#### [Required task]
Copy out every line of the entries below without changing anything.

#### [Data supplied]
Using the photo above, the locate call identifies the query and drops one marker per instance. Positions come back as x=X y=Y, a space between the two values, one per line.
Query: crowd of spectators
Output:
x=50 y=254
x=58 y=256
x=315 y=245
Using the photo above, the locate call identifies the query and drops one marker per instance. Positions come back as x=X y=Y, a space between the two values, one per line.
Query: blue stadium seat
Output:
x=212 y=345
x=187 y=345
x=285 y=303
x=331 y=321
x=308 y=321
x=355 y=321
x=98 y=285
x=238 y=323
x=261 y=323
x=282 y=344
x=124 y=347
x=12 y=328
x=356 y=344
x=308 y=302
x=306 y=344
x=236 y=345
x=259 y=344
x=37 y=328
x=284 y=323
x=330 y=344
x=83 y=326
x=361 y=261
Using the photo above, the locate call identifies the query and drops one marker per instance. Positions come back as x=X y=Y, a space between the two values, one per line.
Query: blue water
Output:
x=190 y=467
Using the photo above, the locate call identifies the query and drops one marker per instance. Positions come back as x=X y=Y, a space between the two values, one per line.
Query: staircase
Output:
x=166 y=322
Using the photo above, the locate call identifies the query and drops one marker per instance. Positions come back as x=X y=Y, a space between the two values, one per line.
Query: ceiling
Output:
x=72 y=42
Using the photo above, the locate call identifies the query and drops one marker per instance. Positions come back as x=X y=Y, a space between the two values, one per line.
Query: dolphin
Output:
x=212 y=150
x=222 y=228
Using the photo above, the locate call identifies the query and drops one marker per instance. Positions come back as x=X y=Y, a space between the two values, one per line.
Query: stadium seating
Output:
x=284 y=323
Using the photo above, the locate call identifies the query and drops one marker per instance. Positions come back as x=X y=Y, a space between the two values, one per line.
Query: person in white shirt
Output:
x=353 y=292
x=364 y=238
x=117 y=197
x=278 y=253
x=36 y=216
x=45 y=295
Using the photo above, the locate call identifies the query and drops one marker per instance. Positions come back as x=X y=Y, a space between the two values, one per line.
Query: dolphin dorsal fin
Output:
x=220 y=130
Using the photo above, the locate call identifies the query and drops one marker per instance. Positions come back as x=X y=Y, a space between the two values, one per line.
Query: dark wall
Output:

#### [Output]
Using the photo above, the locate call identifies the query and drops one marker per instance. Positions come back as x=X y=Y, a space between the two values, one per line.
Query: crowd of spectators
Output:
x=50 y=254
x=58 y=256
x=315 y=245
Using the photo above, the locate call identifies the query and drops one marker per instance. Positions come back as x=X y=Y, a space between the two values, one per line.
Query: blue stadium seat
Output:
x=212 y=345
x=187 y=345
x=285 y=303
x=331 y=321
x=308 y=321
x=355 y=321
x=98 y=285
x=238 y=323
x=261 y=323
x=282 y=344
x=124 y=347
x=12 y=328
x=356 y=344
x=308 y=302
x=306 y=344
x=236 y=345
x=259 y=344
x=37 y=328
x=284 y=323
x=330 y=344
x=83 y=326
x=361 y=261
Using the photo above, the locate call identifies the query and drops one marker per instance. Positions come back as x=X y=Y, a space between the two values, one per line.
Query: blue water
Output:
x=190 y=467
Using the photo above, the locate call identifies the query and drops one marker per instance. Positions come back as x=X y=Y, a space between the two values, one per line.
Query: staircase
Output:
x=166 y=322
Using the photo above, the locate call identifies the query and drops one marker per instance. Positions come back as x=X y=Y, a space between the two values, one per line.
Query: ceiling
Output:
x=72 y=42
Using the photo above, the locate call identifies the query and drops one marker per instance. Positions come back as x=X y=Y, a space between the two values, one per line.
Query: dolphin
Output:
x=212 y=150
x=222 y=228
Using the photo above, the locate call identifies the query and drops one marker per instance. Positions come back as x=X y=Y, a space between the two values, one per line.
Query: stadium seating
Output:
x=284 y=323
Using the photo above, the locate call identifies the query and drops one marker per instance. Positions come back as x=X y=Y, a space between the two values, one per line.
Query: person in white shirt
Output:
x=353 y=292
x=364 y=238
x=117 y=197
x=278 y=253
x=36 y=216
x=45 y=295
Using the photo above, the locate call identifies the query and drops one marker per instance. Positions come back as x=X y=Y, a space between the two values, one per line.
Query: dolphin dorsal fin
Output:
x=220 y=130
Using the photo above, the locate call identifies the query and drops one marker per instance. Positions come back as x=X y=Y, a space between the two values, one per line.
Query: dark wall
Output:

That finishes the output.